PAGE EXTRACT.
╔══
# Forum General General Discussion  Russian Songs (MP3)

## Партизан

I would like to listen some nice Russian songs.. Can you give me some MP3 links? Thanks in advance..   ::

----------


## Geoduck

www.zvuki.ru

----------


## Партизан

Thank you!  
I found some folk songs on another webpage, under them also Kalinka and Katyusha..  Are there more versions of these two songs? Can you give me any link if yes? I found a lot of folk songs, and I like them! Maybe you can show me your favourite song? I really would like to listen to them and be better informed about your music.. hehehe.. Greetings! 
Поздравления моим российским братьям!   ::

----------


## TriggerHappyJack

A lot of Russian bands have MP3s on their websites.  ::  www.tatu.ru www.zemfira.ru www.someotherband.ru
etc.
╚══
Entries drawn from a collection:
╔══
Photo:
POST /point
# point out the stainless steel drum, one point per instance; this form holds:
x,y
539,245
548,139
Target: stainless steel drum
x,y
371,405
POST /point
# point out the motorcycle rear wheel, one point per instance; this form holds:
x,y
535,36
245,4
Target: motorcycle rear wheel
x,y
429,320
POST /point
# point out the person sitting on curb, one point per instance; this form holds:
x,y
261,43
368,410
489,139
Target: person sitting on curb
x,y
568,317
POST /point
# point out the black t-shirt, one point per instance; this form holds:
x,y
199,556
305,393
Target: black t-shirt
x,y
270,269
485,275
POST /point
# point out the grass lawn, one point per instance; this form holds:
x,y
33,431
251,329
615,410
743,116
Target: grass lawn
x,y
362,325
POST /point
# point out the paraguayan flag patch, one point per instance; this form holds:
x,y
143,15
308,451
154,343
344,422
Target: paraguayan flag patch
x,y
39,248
╚══
PROBLEM SET.
a: Which website does Geoduck suggest in the Russian songs thread?
b: Carry on the Russian songs thread from its final post.

EXPECTED RESPONSES.
a: www.zvuki.ru

b:
----------


## Lampada

http://bards.pp.ru/50let/19_Katusha.mp3  http://www.magomaev.info/sin/files/audio/02/14.mp3

----------


## kwatts59

http://www.russiandvd.com/store/audio.asp? 
BTW, is there a sight with the top 100 Russian songs of all time?

----------


## mariashara

About 2,000 russian/soviet folk/popular songs: http://music.lib.ru/janr/index_janr_23-1.shtml
Among them is one of my favourite folk song "Ой, мороз".   ::

----------


## mariashara

http://www.pesni.ru/raznoe_album.shtml
Soviet songs, funny songs, Afganistan vets songs, songs from soviet cartoons and films and other.
Texts and mp3

----------


## Партизан

Spasiba!   ::

----------


## -NKVD-

Anyone know Smash!!'s website?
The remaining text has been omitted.